■ Sobre a tarefa: Por favor, extraia do texto sobre a isenção do FGTS dos aposentados o trecho que vai de "é juiz do Trabalho" até "do Sul (UFRGS).", inclusive, sem nenhuma alteração.

■ Texto fornecido:
Opinião

A "isenção" dos trabalhadores aposentados do recolhimento do FGTS

Autor

  • Almiro Eduardo de Almeida

    é juiz do Trabalho Titular da 2ª Vara do Trabalho de Santa Cruz do Sul no Tribunal Regional do Trabalho da 4ª Região professor universitário na Universidade de Santa Cruz do Sul (Unisc) doutor em Direito do Trabalho pela Universidade de São Paulo (USP) mestre em Direitos Sociais e Políticas Públicas pela Unisc especialista em Direito do Trabalho pela Universidad de la República Oriental del Uruguay e especialista em Relações de Trabalho pela Faculdade de Ciências Econômicas da Universidade Federal do Rio Grande do Sul (UFRGS).

Material de origem
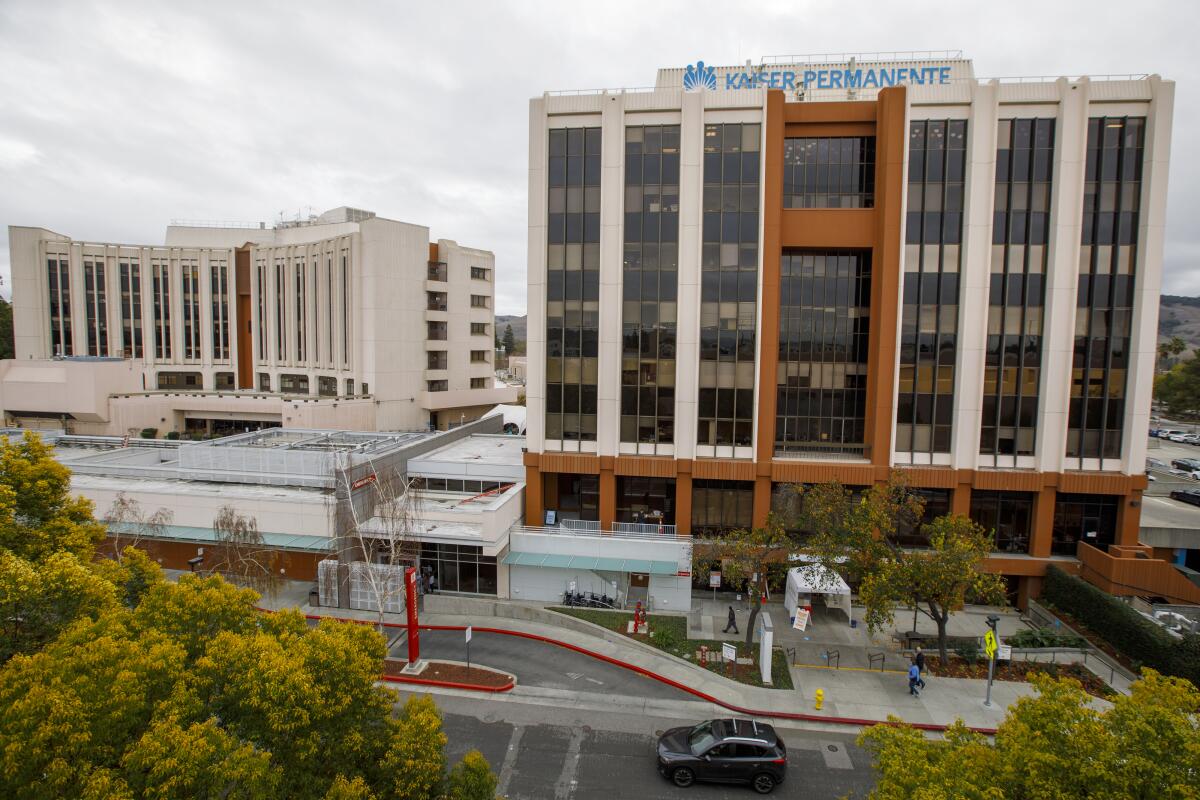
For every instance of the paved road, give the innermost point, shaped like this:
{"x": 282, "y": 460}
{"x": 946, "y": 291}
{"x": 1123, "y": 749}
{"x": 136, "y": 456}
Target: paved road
{"x": 537, "y": 663}
{"x": 540, "y": 752}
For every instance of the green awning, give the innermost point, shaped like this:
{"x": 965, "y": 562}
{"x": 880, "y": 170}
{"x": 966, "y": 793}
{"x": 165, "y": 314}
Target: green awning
{"x": 589, "y": 563}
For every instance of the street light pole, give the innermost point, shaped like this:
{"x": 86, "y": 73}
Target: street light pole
{"x": 991, "y": 657}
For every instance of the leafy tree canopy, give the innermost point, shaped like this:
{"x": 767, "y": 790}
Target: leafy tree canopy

■ Resposta da tarefa:
é juiz do Trabalho Titular da 2ª Vara do Trabalho de Santa Cruz do Sul no Tribunal Regional do Trabalho da 4ª Região professor universitário na Universidade de Santa Cruz do Sul (Unisc) doutor em Direito do Trabalho pela Universidade de São Paulo (USP) mestre em Direitos Sociais e Políticas Públicas pela Unisc especialista em Direito do Trabalho pela Universidad de la República Oriental del Uruguay e especialista em Relações de Trabalho pela Faculdade de Ciências Econômicas da Universidade Federal do Rio Grande do Sul (UFRGS).